[Annotated coordinate lines]
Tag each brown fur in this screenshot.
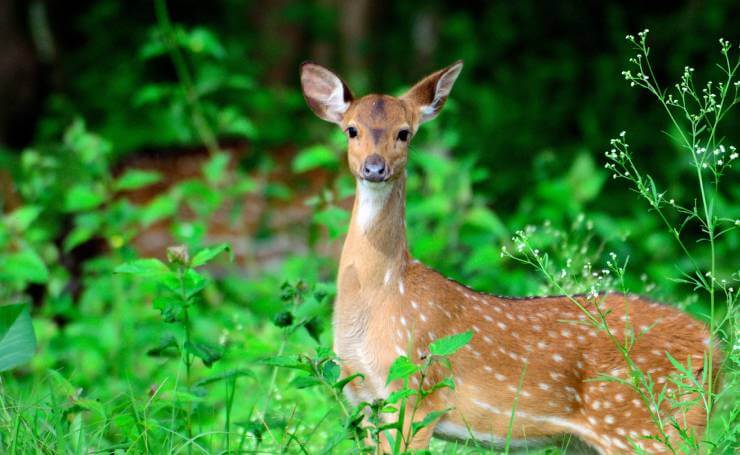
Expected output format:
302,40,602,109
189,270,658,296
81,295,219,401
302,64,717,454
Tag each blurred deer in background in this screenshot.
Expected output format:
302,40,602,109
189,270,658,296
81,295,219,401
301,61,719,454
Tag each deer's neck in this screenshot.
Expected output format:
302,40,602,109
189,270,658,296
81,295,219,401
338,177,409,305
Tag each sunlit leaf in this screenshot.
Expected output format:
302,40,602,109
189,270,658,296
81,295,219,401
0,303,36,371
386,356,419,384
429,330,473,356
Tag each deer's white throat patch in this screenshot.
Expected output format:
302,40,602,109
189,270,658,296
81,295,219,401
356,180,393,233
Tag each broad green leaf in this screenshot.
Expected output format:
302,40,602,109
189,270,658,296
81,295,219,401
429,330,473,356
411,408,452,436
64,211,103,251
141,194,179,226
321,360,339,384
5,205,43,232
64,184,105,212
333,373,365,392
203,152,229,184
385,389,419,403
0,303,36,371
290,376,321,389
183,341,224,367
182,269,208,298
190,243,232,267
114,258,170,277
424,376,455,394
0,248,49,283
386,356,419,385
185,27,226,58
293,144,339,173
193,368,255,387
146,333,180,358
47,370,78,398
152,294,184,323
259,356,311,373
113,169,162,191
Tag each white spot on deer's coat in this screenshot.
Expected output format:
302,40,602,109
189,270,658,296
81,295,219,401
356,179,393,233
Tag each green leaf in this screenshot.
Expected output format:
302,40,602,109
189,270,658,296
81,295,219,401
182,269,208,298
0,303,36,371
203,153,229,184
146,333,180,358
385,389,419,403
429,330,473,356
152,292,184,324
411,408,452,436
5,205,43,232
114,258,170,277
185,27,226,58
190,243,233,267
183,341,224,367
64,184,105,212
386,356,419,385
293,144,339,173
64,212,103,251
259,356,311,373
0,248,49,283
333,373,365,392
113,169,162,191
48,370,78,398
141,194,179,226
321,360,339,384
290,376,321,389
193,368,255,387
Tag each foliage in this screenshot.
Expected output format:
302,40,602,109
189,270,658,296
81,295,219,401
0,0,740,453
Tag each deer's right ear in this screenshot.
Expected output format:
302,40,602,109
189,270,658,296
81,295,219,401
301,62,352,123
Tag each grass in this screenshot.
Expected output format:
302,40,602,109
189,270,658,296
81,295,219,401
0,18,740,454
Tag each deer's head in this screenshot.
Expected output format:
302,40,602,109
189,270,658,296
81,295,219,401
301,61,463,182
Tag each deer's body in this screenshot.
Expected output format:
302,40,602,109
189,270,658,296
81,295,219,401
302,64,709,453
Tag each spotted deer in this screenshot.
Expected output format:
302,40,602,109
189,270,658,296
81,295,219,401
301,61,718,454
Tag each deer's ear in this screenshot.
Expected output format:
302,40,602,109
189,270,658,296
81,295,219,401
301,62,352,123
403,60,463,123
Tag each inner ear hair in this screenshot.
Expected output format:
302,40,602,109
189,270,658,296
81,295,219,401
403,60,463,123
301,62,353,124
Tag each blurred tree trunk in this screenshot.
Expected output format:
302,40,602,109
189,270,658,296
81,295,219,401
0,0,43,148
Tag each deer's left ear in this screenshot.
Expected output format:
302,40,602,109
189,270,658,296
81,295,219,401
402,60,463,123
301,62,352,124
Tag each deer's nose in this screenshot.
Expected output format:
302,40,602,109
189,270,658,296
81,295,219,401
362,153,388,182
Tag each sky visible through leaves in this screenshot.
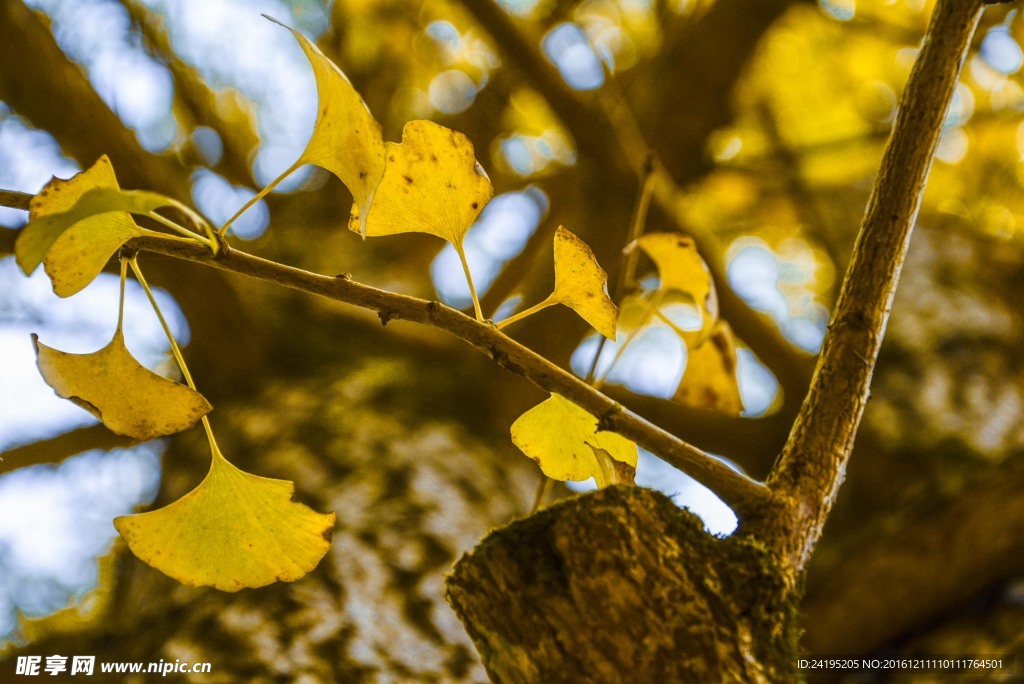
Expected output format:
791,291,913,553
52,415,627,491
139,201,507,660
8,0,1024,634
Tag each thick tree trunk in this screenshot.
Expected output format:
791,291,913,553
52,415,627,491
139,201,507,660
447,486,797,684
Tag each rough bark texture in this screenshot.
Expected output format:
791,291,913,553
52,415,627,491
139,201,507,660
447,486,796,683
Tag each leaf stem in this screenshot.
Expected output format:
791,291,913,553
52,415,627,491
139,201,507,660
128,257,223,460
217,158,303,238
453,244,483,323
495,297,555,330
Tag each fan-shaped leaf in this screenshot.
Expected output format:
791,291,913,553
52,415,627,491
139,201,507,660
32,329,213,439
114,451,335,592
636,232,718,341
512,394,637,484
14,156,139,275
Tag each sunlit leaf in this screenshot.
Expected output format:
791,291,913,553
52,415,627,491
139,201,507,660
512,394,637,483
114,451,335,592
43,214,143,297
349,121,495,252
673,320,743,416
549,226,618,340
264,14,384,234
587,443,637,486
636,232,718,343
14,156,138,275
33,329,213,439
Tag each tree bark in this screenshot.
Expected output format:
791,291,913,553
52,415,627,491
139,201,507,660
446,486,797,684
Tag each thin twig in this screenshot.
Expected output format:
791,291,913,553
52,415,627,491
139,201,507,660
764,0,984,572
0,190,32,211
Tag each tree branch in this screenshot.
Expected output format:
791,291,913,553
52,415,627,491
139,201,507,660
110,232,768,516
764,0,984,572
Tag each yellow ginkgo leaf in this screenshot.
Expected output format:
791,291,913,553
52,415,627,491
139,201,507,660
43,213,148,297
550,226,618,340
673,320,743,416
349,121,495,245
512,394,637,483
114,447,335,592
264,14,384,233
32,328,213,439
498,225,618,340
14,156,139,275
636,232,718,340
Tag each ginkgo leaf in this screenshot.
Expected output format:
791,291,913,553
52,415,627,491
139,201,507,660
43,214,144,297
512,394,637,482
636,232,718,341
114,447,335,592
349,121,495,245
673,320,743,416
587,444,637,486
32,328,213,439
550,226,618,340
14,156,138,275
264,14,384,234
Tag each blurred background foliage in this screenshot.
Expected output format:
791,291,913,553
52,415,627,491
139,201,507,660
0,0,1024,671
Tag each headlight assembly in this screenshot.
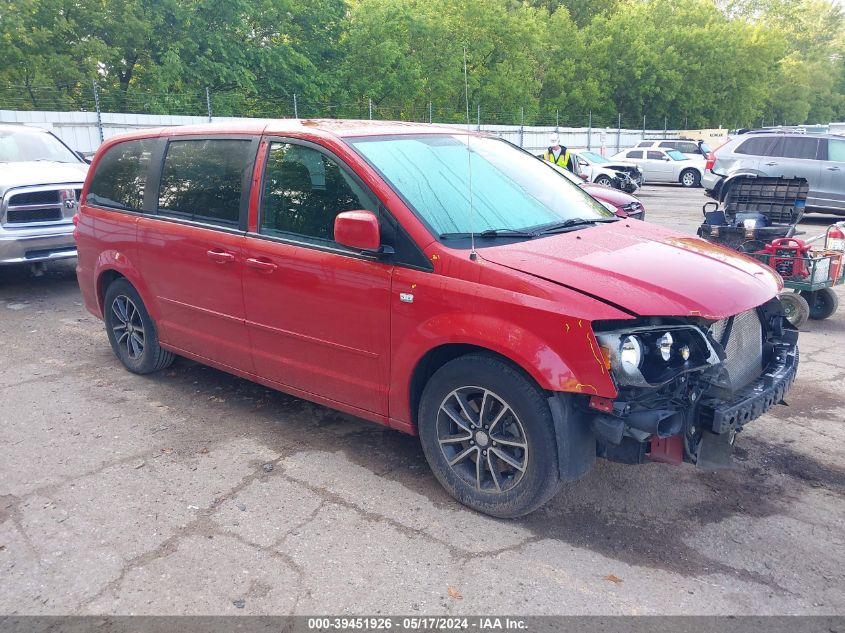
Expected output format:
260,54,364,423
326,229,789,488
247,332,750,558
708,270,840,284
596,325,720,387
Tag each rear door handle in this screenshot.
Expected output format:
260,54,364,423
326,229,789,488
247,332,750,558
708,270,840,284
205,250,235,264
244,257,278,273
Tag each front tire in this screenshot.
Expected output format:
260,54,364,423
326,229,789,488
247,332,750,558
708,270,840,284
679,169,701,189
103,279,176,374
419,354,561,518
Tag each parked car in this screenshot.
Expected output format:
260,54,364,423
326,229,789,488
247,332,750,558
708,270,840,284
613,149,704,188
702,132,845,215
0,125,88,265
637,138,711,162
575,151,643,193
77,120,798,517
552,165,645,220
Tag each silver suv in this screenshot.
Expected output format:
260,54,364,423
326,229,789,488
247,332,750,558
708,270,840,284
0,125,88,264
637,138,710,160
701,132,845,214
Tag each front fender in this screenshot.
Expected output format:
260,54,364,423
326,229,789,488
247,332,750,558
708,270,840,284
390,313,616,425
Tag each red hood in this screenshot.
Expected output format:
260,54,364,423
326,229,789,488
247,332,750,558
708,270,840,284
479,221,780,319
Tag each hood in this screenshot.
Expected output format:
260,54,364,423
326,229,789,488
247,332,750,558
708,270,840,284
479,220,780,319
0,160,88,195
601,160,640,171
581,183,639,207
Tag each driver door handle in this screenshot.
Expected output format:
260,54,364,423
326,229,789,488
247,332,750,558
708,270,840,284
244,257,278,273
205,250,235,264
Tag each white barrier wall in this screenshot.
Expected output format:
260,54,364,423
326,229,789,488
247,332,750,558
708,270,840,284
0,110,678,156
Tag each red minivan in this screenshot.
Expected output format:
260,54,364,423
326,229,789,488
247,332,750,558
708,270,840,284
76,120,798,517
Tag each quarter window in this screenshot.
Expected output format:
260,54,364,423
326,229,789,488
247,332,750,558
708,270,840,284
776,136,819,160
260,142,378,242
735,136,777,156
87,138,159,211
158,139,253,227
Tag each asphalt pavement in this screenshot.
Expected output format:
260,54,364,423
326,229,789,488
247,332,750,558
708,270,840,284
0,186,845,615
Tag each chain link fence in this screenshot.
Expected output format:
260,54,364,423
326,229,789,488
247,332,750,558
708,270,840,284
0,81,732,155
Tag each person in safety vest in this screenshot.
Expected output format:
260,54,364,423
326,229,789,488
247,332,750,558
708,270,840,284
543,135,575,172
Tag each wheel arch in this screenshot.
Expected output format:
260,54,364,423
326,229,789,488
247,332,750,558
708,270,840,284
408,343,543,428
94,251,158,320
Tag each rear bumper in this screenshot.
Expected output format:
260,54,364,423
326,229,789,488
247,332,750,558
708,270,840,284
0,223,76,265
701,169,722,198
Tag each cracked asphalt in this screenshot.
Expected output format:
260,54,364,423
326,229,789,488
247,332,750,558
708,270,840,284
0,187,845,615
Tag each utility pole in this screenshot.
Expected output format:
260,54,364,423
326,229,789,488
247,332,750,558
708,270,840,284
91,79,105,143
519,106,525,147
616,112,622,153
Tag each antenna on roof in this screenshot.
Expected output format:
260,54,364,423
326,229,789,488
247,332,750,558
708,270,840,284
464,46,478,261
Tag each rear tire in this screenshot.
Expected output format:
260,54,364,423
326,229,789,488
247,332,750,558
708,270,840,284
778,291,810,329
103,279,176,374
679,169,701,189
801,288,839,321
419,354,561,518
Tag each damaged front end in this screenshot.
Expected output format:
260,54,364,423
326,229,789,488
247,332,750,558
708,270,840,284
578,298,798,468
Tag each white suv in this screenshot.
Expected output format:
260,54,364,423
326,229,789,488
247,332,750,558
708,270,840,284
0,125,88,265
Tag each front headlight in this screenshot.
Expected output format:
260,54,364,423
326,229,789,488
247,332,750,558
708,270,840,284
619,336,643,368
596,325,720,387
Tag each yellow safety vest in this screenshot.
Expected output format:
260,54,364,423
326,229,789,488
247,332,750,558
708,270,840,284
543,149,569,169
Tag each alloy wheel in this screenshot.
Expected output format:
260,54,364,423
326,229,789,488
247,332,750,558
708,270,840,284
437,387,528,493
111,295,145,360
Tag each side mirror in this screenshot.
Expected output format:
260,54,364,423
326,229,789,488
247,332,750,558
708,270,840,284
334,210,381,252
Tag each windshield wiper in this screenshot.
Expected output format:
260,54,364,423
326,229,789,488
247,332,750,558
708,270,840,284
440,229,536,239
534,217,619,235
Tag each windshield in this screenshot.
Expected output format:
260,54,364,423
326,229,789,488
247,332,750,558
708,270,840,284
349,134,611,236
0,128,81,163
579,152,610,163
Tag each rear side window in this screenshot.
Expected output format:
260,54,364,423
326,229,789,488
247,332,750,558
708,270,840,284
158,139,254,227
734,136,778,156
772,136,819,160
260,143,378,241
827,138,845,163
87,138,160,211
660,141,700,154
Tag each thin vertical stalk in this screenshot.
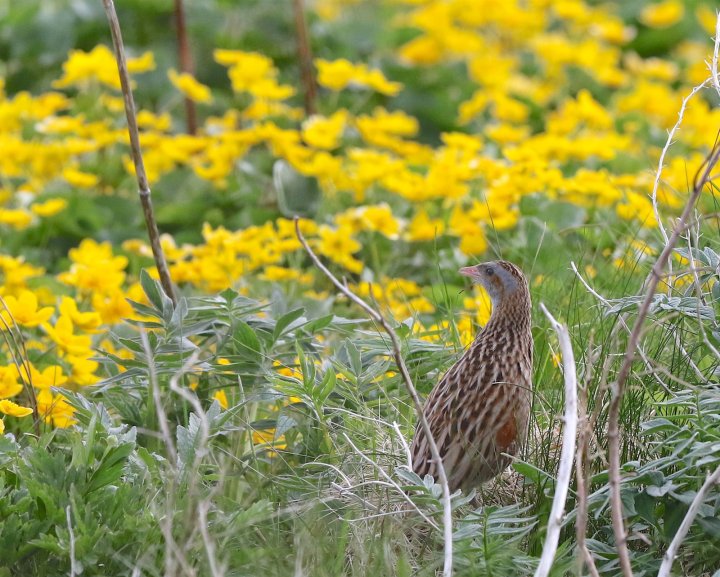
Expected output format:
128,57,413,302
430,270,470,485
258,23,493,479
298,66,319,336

__Work required__
Could you extract, word for word, every line from the beginning through the one containing "356,180,393,233", including that line? Leave the pictures out.

__Reply__
Tag each brown fur in this screenshot.
Expected output format:
302,40,602,109
189,270,658,296
81,295,219,401
302,64,717,454
Tag each blurred deer in background in this screenshot.
Expected output format:
302,40,602,109
189,270,658,296
81,295,219,401
301,61,719,454
Tag each deer's neck in this screenshot.
Expected output format:
302,40,602,109
189,270,658,296
81,295,219,401
338,177,409,305
Tag each sunlit leaf in this screenshot.
Expected output format:
302,40,602,109
189,270,658,296
81,295,219,401
0,303,36,371
386,356,419,384
429,330,473,356
Tag each deer's white throat patch in this screenshot.
Expected output format:
302,40,602,109
189,270,658,296
81,295,219,401
356,180,393,233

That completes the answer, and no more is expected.